▸ **Task prompt**
In every row below, replace "largest disc" with "widest circle" and leave everything else unchanged.

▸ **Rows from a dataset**
>>>>>

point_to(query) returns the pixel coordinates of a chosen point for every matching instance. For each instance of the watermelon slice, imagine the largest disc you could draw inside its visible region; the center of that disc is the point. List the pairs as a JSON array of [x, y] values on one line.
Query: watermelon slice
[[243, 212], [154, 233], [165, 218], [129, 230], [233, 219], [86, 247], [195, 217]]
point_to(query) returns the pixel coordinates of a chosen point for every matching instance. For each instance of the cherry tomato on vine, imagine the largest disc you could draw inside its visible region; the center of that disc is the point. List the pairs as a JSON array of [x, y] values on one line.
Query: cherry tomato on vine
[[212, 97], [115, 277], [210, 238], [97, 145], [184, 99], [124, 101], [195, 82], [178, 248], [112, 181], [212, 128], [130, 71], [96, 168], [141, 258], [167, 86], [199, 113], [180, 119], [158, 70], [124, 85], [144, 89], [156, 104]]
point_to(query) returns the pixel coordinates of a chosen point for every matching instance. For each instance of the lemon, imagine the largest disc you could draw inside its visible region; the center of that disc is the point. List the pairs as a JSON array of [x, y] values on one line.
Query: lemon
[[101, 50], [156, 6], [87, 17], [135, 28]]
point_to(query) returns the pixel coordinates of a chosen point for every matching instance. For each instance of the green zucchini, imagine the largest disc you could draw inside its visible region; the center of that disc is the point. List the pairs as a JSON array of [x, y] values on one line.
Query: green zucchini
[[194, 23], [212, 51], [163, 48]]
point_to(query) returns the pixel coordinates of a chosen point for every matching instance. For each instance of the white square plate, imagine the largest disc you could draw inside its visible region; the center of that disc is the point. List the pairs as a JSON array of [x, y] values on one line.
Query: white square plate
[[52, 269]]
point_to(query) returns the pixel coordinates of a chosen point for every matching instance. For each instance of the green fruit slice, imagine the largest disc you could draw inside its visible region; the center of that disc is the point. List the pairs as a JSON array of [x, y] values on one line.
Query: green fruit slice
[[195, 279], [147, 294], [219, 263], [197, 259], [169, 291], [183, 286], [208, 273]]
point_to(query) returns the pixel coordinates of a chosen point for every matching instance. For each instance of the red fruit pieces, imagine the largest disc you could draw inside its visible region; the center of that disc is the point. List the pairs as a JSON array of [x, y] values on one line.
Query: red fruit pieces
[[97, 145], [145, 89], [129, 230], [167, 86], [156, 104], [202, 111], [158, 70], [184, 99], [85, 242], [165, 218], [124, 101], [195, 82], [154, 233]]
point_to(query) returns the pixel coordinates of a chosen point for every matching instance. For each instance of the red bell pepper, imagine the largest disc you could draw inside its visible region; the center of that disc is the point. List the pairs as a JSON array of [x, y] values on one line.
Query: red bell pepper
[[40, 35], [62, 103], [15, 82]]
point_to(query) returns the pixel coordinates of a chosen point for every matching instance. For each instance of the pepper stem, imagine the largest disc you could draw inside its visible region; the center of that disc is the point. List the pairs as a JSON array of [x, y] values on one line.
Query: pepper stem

<<<<<

▸ **Exercise response**
point_to(query) returns the pixel coordinates of a chosen point for every matching instance. For each instance of the watermelon slice, imagine the widest circle you could draw inside its visible region; the center of that disc is the point. List the pairs as a JSON array of [x, y] values on one line.
Query: watermelon slice
[[243, 212], [154, 233], [165, 218], [129, 230], [233, 219], [86, 247], [195, 217]]
point_to(query) returns the pixel coordinates of a chosen point for every matching instance. For each instance of the cherry tomato on vine, imagine the widest circle you could draw inside its visible region; the center of that disc is the point. List the pairs as a JSON array of [x, y] values on one line.
Query: cherry tomato on vine
[[212, 97], [115, 277], [210, 238], [97, 145], [184, 99], [124, 101], [195, 82], [178, 248], [112, 181], [212, 128], [130, 71], [96, 168], [141, 258], [167, 86], [199, 113], [180, 119], [158, 70], [124, 85], [144, 89], [156, 104]]
point_to(query) returns the pixel coordinates of a chosen point for every matching instance. For each instance of the lemon, imagine the widest circle you could draw inside its visible region; the center of that disc is the point. List the pairs as a JSON array of [x, y] values on one line.
Query: lemon
[[101, 50], [156, 6], [87, 17], [135, 28]]
point_to(query) returns the pixel coordinates of a chosen point for every matching instance. For each instance of the green zucchini, imagine the widest circle you could draw inside its visible region; the center of that disc is the point. List the pairs as a JSON array of [x, y] values on one line.
Query: green zucchini
[[194, 23], [212, 51], [163, 48]]
point_to(query) returns the pixel coordinates of a chosen point for every matching instance. For each instance of the white square plate, imagine the widest circle you could draw inside its visible region; the center of that disc is the point. List the pairs as a JSON array of [x, y] values on one line.
Query: white square plate
[[52, 269]]
point_to(query) returns the pixel coordinates of a chosen point for every matching instance. For each instance of the green fruit slice, imagine the widest circle you could draw inside its visible region; the center of that disc is the point. List the pairs as a JSON array of [x, y] values on one line.
Query: green fruit slice
[[195, 279], [147, 294], [219, 263], [197, 259], [169, 291], [183, 286], [208, 273]]
point_to(query) returns the pixel coordinates of a chosen point for every matching instance. For each instance of the red fruit pieces, imagine the widest circle you could draw inside its visible region; the center of that disc is the point. List the pairs as a JSON array of [x, y] values on one line.
Query: red fruit pieces
[[97, 145], [145, 89], [129, 230], [167, 86], [156, 104], [202, 111], [158, 70], [184, 99], [85, 242], [165, 218], [124, 101], [195, 82], [154, 233]]
point_to(query) returns the pixel coordinates of a chosen point for every matching instance. For each instance of the red bell pepper, imagine the widest circle you could draw inside its visible region; the center of that disc is the point. List the pairs as a JSON array of [x, y] values on one line.
Query: red bell pepper
[[40, 35], [62, 103], [15, 82]]
point_to(query) returns the pixel coordinates of a chosen point for every matching instance. For each instance of the pepper stem, imagine the widest circle you could draw inside its visible region; the center of that disc is the point. List the pairs as a JSON array of [x, y] values on one line.
Query: pepper stem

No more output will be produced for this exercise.